PASSAGE SHOWN:
This project demonstrates how to use the Metal-C++ API to perform vector addition on the M-generation GPUs (but this also worked on Intel CPU and AMD GPU Macs) using a compute kernel. One could think about this as a way to use Metel-C++ to do scientific computing. The code sets up a Metal compute pipeline to add two arrays of floats (A and B) and stores the result in a third array (C). This example processes 1024 elements using the add_vector kernel defined in operations.metal. I avoid the use of auto so that readers can learn as much as possible from this tutorial, however I do not go into a lot of detail of what every line of code means. A lot more code in provided then necessary in order to have a working example but I wanted to demonstrate as much as possible so that you can get started on setting up your own project.
- Prerequisites
- Project Structure
- Code Explanation
- 1. Include Headers and Define Macros
- 2. Main Function Overview
- 3. Initialize Metal
- 4. Load the Compute Function
- 5. Set Up the Compute Pipeline
- 6. Prepare Data and Buffers
- 7. Encode Commands
- 8. Execute the Command Buffer
- 9. Retrieve and Verify Results
- 10. Clean Up Resources
- Building and Running the Program
- A Mac with an M3 Pro GPU (or any Metal-compatible GPU).
- Xcode installed (latest version recommended).
- Basic knowledge of C++ and GPU programming concepts.

EXERCISES TO COMPLETE:
1. Answer these questions about the Metal-C++ tutorial:
(a) How many elements does the example process?
(b) In which file is the add_vector kernel defined?
(c) Which GPU does the list of prerequisites name for the Mac?
2. Would you print the Metal-C++ tutorial's text starting at "This project demonstrates" and ending at "your own project."?
3. Could you sum up the Metal-C++ tutorial in two sentences?
These entries are unrelated to the Metal-C++ tutorial.

Location identification entries:

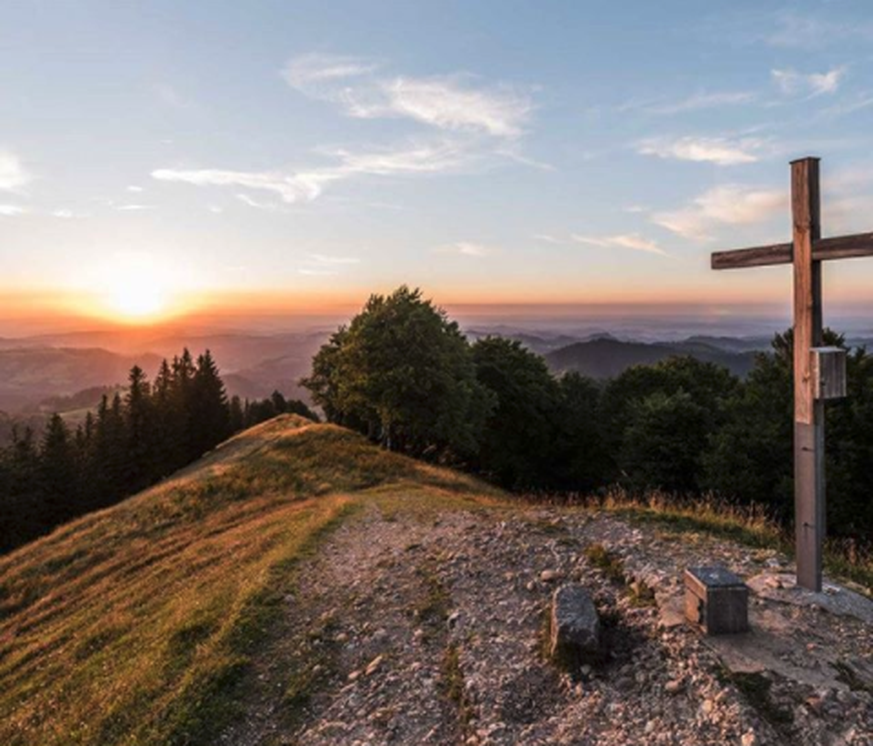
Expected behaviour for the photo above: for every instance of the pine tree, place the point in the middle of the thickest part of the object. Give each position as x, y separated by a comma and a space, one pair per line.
210, 415
236, 417
58, 473
139, 431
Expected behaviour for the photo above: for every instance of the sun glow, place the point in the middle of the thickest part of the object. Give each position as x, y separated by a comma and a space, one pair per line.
138, 288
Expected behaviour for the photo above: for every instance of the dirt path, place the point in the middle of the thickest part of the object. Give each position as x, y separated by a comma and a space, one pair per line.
425, 628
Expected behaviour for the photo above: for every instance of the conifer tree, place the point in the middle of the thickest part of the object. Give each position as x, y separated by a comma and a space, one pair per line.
139, 431
58, 473
210, 421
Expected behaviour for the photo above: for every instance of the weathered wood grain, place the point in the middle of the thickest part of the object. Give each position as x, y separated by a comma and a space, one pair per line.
823, 250
808, 411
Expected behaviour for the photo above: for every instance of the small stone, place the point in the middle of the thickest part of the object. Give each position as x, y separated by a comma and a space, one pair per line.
673, 687
575, 624
374, 664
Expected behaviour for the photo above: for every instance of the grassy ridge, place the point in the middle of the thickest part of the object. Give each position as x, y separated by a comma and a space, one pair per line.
132, 625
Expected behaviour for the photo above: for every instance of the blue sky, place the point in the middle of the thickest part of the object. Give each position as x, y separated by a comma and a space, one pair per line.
488, 151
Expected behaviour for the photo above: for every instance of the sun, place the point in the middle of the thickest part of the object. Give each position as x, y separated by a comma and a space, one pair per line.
138, 299
137, 288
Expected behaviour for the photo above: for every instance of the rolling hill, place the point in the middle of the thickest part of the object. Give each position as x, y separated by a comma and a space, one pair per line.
299, 585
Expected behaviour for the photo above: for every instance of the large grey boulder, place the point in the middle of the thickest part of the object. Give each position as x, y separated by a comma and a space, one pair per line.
575, 627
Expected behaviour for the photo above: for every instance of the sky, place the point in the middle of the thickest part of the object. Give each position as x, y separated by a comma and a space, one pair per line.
161, 156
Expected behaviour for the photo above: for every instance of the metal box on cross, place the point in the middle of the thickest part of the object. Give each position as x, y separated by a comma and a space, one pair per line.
716, 600
829, 372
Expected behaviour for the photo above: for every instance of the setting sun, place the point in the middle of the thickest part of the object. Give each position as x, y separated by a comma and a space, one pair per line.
138, 287
138, 299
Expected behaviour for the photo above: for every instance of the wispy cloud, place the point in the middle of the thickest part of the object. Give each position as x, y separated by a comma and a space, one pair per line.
13, 175
723, 205
172, 97
857, 103
324, 265
258, 205
632, 241
792, 83
133, 207
467, 248
719, 150
308, 185
476, 126
699, 101
310, 72
445, 102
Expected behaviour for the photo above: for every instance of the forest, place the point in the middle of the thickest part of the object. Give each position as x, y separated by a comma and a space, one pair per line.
402, 373
134, 439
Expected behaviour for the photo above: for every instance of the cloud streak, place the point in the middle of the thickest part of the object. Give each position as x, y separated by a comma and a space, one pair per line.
326, 265
632, 241
307, 185
792, 83
468, 249
719, 150
451, 103
723, 205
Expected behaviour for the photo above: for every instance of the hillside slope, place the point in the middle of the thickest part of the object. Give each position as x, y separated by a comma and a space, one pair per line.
301, 586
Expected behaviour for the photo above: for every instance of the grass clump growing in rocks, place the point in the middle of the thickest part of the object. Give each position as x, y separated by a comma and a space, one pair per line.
605, 561
756, 690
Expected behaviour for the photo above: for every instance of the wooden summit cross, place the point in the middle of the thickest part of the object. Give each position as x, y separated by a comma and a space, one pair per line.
819, 373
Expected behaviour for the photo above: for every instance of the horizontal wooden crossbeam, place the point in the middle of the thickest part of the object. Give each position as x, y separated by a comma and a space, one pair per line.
841, 247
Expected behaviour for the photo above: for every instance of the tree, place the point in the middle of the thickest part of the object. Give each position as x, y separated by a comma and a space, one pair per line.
661, 447
709, 386
140, 431
583, 463
58, 472
750, 459
517, 447
209, 416
403, 374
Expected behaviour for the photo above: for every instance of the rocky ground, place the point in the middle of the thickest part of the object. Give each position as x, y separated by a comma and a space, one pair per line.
429, 628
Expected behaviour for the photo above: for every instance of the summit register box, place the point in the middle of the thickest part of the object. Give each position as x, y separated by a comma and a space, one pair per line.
716, 600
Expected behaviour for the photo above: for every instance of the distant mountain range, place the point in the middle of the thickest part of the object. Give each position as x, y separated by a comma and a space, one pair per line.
68, 372
606, 357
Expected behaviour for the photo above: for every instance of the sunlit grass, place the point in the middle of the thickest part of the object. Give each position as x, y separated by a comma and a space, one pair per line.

EXPECTED OUTPUTS:
1.
(a) 1024
(b) operations.metal
(c) An M3 Pro GPU (or any Metal-compatible GPU)

2.
This project demonstrates how to use the Metal-C++ API to perform vector addition on the M-generation GPUs (but this also worked on Intel CPU and AMD GPU Macs) using a compute kernel. One could think about this as a way to use Metel-C++ to do scientific computing. The code sets up a Metal compute pipeline to add two arrays of floats (A and B) and stores the result in a third array (C). This example processes 1024 elements using the add_vector kernel defined in operations.metal. I avoid the use of auto so that readers can learn as much as possible from this tutorial, however I do not go into a lot of detail of what every line of code means. A lot more code in provided then necessary in order to have a working example but I wanted to demonstrate as much as possible so that you can get started on setting up your own project.

3. The Metal-C++ tutorial shows how to set up a Metal compute pipeline that adds two float arrays, A and B, on the GPU and stores the result in a third array, C. The example processes 1024 elements with the add_vector kernel defined in operations.metal, and it requires a Mac with a Metal-compatible GPU, Xcode, and basic knowledge of C++ and GPU programming.